▶ PROBLEM TO SOLVE: Return the lines from the one containing "Could you kindly segment every instance of the distant mountain?" through the one containing "306], [372, 307]]]", with both of those lines included and nothing changed. Begin at the line that has the first phrase and stop after the line that has the second.

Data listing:

======

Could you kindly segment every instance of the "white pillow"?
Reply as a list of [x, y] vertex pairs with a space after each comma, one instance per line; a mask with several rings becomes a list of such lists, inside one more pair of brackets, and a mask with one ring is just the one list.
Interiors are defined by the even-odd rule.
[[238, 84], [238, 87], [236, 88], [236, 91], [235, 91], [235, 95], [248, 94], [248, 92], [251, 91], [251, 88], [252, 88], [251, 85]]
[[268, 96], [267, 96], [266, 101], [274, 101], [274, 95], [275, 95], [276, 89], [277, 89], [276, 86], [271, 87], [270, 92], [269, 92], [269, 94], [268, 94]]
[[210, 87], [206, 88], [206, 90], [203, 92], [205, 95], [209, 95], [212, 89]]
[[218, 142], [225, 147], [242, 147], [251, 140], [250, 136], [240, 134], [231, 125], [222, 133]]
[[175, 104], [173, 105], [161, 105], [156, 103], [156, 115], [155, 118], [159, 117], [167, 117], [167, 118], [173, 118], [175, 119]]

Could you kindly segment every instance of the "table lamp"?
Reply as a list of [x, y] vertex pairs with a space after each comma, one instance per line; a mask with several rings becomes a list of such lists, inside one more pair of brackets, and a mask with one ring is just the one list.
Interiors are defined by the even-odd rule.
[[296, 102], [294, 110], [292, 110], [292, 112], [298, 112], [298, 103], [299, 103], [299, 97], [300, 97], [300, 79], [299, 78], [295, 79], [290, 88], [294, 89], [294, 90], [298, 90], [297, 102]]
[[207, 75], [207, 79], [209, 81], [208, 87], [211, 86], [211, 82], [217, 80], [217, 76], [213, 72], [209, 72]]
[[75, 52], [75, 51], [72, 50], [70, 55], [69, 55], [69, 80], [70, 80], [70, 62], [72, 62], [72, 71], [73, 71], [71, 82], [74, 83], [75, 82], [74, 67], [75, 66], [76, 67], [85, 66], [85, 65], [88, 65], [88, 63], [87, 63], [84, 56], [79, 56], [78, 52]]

======

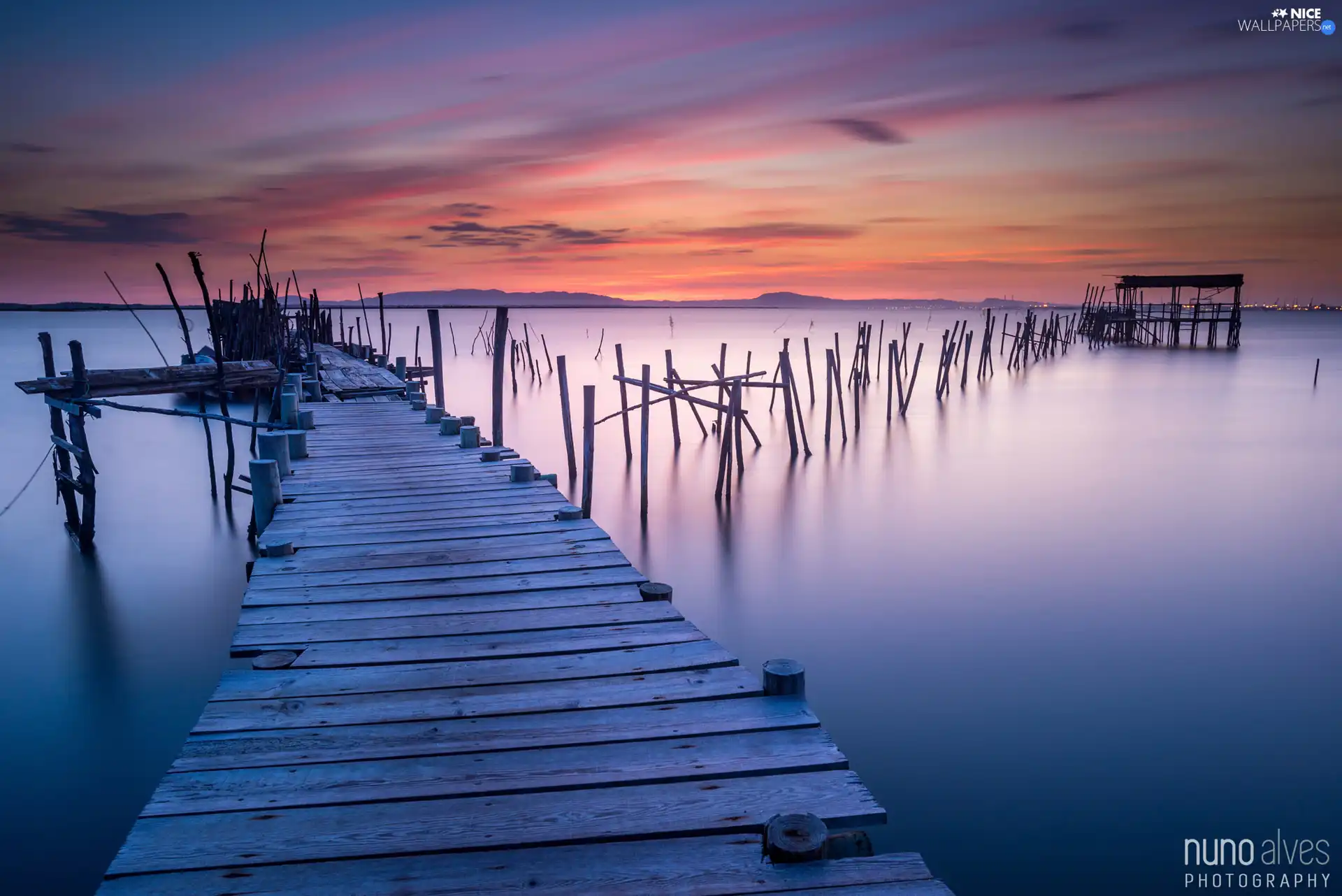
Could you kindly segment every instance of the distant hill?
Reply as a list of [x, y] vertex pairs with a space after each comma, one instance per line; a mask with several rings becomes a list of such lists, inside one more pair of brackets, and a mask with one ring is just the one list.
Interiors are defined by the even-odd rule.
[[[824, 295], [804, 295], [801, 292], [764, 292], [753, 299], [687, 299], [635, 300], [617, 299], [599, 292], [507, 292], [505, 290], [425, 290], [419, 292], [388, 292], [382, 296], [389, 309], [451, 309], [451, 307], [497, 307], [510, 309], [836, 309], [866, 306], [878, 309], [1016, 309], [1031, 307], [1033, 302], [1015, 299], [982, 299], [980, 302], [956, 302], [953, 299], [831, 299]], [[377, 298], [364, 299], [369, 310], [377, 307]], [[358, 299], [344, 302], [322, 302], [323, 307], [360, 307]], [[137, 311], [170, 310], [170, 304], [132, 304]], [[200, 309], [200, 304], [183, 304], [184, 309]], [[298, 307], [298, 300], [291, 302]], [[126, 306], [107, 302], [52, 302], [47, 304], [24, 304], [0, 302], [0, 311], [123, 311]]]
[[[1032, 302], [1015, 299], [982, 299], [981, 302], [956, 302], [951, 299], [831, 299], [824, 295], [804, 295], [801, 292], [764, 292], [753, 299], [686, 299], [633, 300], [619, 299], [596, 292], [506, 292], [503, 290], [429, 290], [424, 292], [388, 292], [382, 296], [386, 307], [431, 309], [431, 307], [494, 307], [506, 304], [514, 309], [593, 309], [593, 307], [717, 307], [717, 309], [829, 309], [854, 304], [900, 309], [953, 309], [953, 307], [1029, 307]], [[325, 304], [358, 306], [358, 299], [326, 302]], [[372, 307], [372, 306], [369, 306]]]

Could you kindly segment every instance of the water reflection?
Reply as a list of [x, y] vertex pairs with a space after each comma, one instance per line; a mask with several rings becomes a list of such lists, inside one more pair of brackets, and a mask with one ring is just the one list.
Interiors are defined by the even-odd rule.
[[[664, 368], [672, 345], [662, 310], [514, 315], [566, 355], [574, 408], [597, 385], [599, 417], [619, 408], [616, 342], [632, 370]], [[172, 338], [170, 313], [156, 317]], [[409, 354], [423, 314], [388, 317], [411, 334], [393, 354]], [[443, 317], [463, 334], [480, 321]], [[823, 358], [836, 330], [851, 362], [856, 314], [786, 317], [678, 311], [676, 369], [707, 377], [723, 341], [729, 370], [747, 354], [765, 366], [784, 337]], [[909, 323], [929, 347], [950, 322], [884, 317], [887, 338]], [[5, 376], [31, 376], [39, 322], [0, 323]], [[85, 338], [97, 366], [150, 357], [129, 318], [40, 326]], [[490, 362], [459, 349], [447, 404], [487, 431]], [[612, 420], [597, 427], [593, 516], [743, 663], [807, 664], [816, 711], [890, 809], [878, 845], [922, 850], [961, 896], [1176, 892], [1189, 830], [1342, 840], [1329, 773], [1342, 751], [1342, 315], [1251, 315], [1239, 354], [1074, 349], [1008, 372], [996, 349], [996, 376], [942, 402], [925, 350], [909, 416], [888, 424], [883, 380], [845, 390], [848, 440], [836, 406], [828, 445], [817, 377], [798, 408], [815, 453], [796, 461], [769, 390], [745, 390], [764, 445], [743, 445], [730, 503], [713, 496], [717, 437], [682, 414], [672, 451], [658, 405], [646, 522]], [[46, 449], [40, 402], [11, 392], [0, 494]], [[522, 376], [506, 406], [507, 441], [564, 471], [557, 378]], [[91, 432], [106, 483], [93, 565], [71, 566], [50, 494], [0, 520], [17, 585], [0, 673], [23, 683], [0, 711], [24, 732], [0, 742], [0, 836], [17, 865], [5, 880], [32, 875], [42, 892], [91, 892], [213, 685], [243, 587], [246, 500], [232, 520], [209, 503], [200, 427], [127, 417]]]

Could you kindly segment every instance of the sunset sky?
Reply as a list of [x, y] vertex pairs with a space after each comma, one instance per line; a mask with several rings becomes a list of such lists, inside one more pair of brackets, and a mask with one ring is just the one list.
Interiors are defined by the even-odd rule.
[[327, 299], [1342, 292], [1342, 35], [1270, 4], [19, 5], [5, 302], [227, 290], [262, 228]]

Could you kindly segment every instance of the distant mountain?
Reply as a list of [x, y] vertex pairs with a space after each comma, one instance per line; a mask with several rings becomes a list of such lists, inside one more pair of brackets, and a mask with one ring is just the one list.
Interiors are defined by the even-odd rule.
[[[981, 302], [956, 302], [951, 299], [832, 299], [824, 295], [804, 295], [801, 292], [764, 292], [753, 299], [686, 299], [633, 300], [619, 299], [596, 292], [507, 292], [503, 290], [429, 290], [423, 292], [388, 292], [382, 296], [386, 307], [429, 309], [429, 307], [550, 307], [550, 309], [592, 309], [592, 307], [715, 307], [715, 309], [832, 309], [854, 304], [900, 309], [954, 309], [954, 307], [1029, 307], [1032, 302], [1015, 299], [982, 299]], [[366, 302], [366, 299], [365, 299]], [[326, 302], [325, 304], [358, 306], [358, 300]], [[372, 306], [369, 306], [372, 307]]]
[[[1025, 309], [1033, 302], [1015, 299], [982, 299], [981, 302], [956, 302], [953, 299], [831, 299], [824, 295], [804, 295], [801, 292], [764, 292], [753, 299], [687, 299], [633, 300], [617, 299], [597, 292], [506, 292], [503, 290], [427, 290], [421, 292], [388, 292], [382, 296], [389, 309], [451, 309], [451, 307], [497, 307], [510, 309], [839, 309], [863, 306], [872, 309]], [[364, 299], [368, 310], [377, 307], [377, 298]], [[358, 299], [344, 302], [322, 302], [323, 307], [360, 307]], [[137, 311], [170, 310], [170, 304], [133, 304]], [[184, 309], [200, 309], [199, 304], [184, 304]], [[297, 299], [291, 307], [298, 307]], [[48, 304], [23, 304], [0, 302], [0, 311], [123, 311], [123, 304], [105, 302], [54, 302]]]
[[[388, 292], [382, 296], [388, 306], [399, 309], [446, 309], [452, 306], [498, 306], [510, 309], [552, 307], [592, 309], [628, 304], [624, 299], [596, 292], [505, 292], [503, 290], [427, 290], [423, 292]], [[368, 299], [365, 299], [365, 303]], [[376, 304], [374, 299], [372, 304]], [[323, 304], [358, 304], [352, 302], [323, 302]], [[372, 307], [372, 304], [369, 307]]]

======

▶ RESPONSE TO THE TASK:
Could you kindly segment every instance of the distant mountain?
Reply as a list of [x, y] vertex pairs with a space after each comma, one instance per line; a mask with several rings becomes a list of such lists, inside one more pair of brackets, and a mask with one ring is just the one list.
Interiors are defined by the even-odd rule.
[[[981, 302], [956, 302], [951, 299], [832, 299], [824, 295], [804, 295], [801, 292], [764, 292], [753, 299], [686, 299], [633, 300], [619, 299], [596, 292], [507, 292], [503, 290], [429, 290], [423, 292], [388, 292], [382, 296], [386, 307], [429, 309], [429, 307], [550, 307], [550, 309], [592, 309], [592, 307], [715, 307], [715, 309], [832, 309], [854, 304], [900, 309], [954, 309], [954, 307], [1029, 307], [1032, 302], [1015, 299], [982, 299]], [[366, 302], [366, 299], [365, 299]], [[326, 302], [325, 304], [358, 306], [358, 300]], [[372, 306], [369, 306], [372, 307]]]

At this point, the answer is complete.